Each Holder participating in such underwriting shall also enter into and perform
its obligations under such an agreement.
(f) Notice of Misstatement or Omission. Notify each Holder
covered by such Registration Statement at any time when a prospectus relating
thereto is required to be delivered under the Securities Act of the happening of
any event as a result of which the prospectus included in such Registration
Statement, as then in effect, includes an untrue statement of a material fact or
omits to state a material fact required to be stated therein or necessary to
make the statements therein not misleading in the light of the circumstances
then existing.
(g) Listing or Quotation. Cause all such Registrable
Securities registered pursuant to this Agreement to be listed on each securities
exchange on which similar securities issued by Parent are then listed.
(h) Transfer Agent: CUSIP. Provide a transfer agent and
registrar for all Registrable Securities registered pursuant hereunder and a
CUSIP number for all such Registrable Securities, in each case not later than
the effective date of such registration.
(i) Legal Opinion. Use commercially reasonable efforts to
furnish, at the request of any Holder requesting registration of Registrable
Securities pursuant to this Article 2, on the date that such Registrable
Securities are delivered to the underwriters for sale in connection with a
registration pursuant to this Article 2, if such securities are being sold
through underwriters, or, if such securities are not being sold through
underwriters, on the date that the Registration Statement with respect to such
securities becomes effective, (i) an opinion, dated such date, of the counsel
for Parent, in form and substance as is customarily requested by the
underwriters in an underwritten public offering, addressed to the underwriters,
if any, and to the Holders requesting registration of Registrable Securities and
(ii) a letter dated such date, from the independent certified public accountants
of Parent and any company acquired by Parent, in form and substance as is
customarily given by independent certified public accountants to underwriters in
an underwritten public offering, addressed to the underwriters, if any, and to
the Holders requesting registration of Registrable Securities.
2.6. Obligations of Holders.
(a) It shall be a condition precedent to the obligations of
Parent to take any action pursuant to this Article 2 with respect to the
Registrable Securities of any selling Holder that such Holder shall furnish to
Parent such information regarding itself, the Registrable Securities held by it,
and the intended method of disposition of such securities as shall be required
to effect the registration of such Holder's Registrable Securities.

* * *

* _WRITTEN TASK A_: According to the registration rights excerpt, by what point must a CUSIP number be provided for the Registrable Securities?
* _WRITTEN TASK B_: Retype the passage of the registration rights excerpt that begins at the words "2.6. Obligations of" and stops after the words "Holder's Registrable Securities.".
* _WRITTEN TASK C_: Extend the registration rights excerpt by writing what comes after its last sentence.

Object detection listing
* * *

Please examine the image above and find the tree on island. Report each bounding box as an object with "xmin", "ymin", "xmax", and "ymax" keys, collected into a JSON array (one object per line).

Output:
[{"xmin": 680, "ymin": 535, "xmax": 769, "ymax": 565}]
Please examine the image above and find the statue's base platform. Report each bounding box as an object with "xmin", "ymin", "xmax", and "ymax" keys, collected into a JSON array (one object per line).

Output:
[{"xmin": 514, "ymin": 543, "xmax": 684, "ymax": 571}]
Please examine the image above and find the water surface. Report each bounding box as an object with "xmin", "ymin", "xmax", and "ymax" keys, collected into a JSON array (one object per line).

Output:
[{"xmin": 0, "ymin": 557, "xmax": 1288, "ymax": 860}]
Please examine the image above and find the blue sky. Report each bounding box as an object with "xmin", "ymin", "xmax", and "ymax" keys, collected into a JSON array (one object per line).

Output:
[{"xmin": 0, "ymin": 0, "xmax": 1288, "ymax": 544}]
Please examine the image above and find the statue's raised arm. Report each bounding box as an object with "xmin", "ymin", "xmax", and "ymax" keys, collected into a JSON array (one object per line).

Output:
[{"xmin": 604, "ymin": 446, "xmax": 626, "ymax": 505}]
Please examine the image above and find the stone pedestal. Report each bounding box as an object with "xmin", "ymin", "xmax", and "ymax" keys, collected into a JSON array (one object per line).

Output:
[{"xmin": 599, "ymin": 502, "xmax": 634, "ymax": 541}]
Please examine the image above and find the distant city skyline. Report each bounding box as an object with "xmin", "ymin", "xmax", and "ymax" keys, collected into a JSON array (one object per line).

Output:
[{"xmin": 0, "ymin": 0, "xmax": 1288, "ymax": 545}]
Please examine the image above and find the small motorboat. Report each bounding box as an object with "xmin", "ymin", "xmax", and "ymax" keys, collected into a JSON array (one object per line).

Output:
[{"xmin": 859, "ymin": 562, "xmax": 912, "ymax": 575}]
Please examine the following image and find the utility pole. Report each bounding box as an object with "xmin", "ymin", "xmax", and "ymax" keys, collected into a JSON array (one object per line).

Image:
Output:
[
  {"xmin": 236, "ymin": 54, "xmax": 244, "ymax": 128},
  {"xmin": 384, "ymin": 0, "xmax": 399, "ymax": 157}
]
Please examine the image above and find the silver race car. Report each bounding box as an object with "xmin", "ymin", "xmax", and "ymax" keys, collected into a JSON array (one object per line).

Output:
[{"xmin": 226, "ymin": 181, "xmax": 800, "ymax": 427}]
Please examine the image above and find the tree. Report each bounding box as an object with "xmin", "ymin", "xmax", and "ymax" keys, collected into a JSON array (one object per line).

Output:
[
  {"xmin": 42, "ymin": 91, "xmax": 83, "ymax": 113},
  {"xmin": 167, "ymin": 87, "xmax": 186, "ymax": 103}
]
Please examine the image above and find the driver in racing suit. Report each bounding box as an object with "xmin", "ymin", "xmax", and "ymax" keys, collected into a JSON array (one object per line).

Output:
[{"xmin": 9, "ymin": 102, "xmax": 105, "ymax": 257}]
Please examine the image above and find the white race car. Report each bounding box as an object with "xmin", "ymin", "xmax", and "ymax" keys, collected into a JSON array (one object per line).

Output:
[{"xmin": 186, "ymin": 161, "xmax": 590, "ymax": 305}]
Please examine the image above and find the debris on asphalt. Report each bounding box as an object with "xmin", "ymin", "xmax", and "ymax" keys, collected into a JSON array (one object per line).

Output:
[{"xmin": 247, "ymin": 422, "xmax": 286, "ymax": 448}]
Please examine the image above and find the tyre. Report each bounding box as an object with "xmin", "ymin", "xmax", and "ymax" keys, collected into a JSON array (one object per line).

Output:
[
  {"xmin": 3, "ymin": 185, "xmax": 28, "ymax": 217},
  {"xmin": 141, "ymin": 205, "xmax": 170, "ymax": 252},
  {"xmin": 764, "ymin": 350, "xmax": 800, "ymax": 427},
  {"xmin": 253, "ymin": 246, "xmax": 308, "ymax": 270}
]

* * *

* _RESPONSE A_: Not later than the effective date of the registration.

* _RESPONSE B_:
2.6. Obligations of Holders.
(a) It shall be a condition precedent to the obligations of
Parent to take any action pursuant to this Article 2 with respect to the
Registrable Securities of any selling Holder that such Holder shall furnish to
Parent such information regarding itself, the Registrable Securities held by it,
and the intended method of disposition of such securities as shall be required
to effect the registration of such Holder's Registrable Securities.

* _RESPONSE C_:
(b) Parent shall have no obligation with respect to any
registration requested pursuant to Section 2.1 or 2.3 if the number of shares or
the anticipated aggregate
11
offering price of the Registrable Securities to be included in the registration
does not equal or exceed the number of shares or the anticipated aggregate
offering price required to originally trigger Parent's obligation to initiate
such registration as specified in Section 2.1(a) or 2.3(a), whichever is
applicable.
2.7. Assignment of Registration Rights. The rights to cause
Parent to register Registrable Securities pursuant to this Article 2 may be
assigned (but only with all related obligations) by a Holder to a transferee or
assignee of such securities provided: (a) Parent is furnished with written
notice of the name and address of such transferee or assignee and the securities
with respect to which such registration rights are being assigned; (b) such
transferee or assignee agrees in writing to be bound by and subject to the terms
and conditions of this Agreement; and (c) such assignment shall be effective
only if immediately following such transfer the further disposition of such
securities by the transferee or assignee is restricted under the Securities Act.
2.8. Limitations on Subsequent Registration Rights. Unless
unanimously approved by the Parent board of directors, from and after the date
of this Agreement, Parent shall not, without the prior written consent of the
Holders of a majority of the then-outstanding Registrable Securities, enter into
any new agreement with any holder or prospective holder of any securities of
Parent which would allow such holder or prospective holder (a) to include such
securities in any registration filed under Section 2.1, unless under the terms
of such agreement, such holder or prospective holder may include such securities
in any such registration only to the extent that the inclusion of such holder's
prospective holder's securities will not reduce the amount of the Registrable
Securities of the Holders that is included or (b) to make a demand registration
which could result in such Registration Statement being declared effective prior
to the date of the first demand registration pursuant to Section 2.1(a) or
within 120 days of the effective date of any registration effected pursuant to
Section 2.1.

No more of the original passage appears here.